▸ Selected passage:
"""
Way Out West is a 1930 American pre-Code parody film, directed by Fred Niblo, starring William Haines, Leila Hyams, Polly Moran, and Ralph Bushman. It tells the story of Windy, a con man who cheats a group of cowboys out of their money. When they discover his cheating and learn that he has been robbed, they force him to work on a ranch until he has paid his debt.

Plot
Windy, a sideshow barker, cheats a group of cowboys out of their pay, but is then robbed himself. When the cowboys discover they have been cheated, they initially decide to hang him, then decide to make him work off his debt. He falls in love with ranch owner Molly, and when he saves her life after she is bitten by a rattlesnake, he wins her heart.

Cast
 William Haines as Windy
 Leila Hyams as Molly Rankin
 Polly Moran as Pansy
 Cliff Edwards as Trilby
 Ralph Bushman as Steve (as Francis X. Bushman Jr.)
 Vera Marshe as La Belle Rosa
 Charles Middleton as Buck Rankin
 Jack Pennick as Pete
 Buddy Roosevelt as Tex
 Jay Wilsey as Hank
 Catherine Moylan as Carnival Show Girl

Production
Way Out West was made on a budget of $413,000, one of the more expensive William Haines vehicles.

Response
The New York Times deemed Way Out West "an impertinent, moderately comic affair tinctured with slapstick and romance". The film made a profit of $84,000, making it one of the less profitable of Haines's films of the period.
"""
▸ Dataset section:
"""
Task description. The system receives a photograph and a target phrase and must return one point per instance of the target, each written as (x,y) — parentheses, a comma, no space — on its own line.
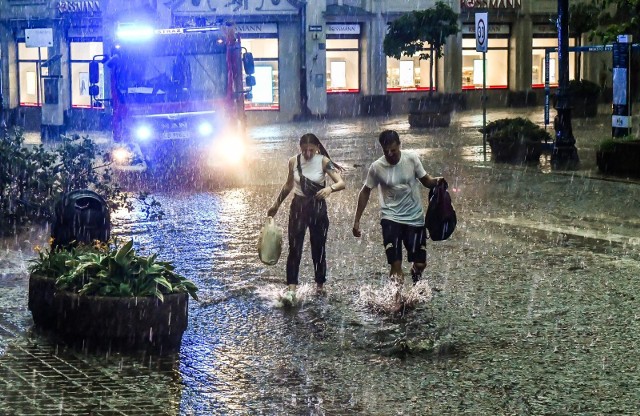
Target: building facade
(312,58)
"""
▸ To do:
(1) List the section headings in the article on Way Out West.
(2) For each statement, say whether it agrees with the article on Way Out West, and quote the words that decide it: (a) The film was directed by Fred Niblo. (b) Windy is bitten by a rattlesnake. (c) The film was one of the more profitable of Haines's films of the period.
(3) Continue the article on Way Out West from where it ends.
The data come from a different source than the article on Way Out West.

▸ The results:
(1) Plot, Cast, Production, Response

(2)
(a) Yes: "directed by Fred Niblo"
(b) No: "when he saves her life after she is bitten by a rattlesnake"
(c) No: "making it one of the less profitable of Haines's films of the period"

(3)
Gay film historians, noting the homosexuality of William Haines, suggest that Way Out West is "one of the gayest films ever made". Haines biographer William J. Mann cites latent homoeroticism and inside gay humor throughout the film. In one particular example, viewed in light of the Pansy Craze that was beginning to reach Hollywood, Windy is mistaken for the cook Pansy. When called by her name, he replies "I'm the wildest pansy you ever picked!" Richard Barrios, author of Screened Out: Playing Gay in Hollywood from Edison to Stonewall, concurs: "For anyone seeking gay text or subtext in any of Haines's movies, this is the one to study."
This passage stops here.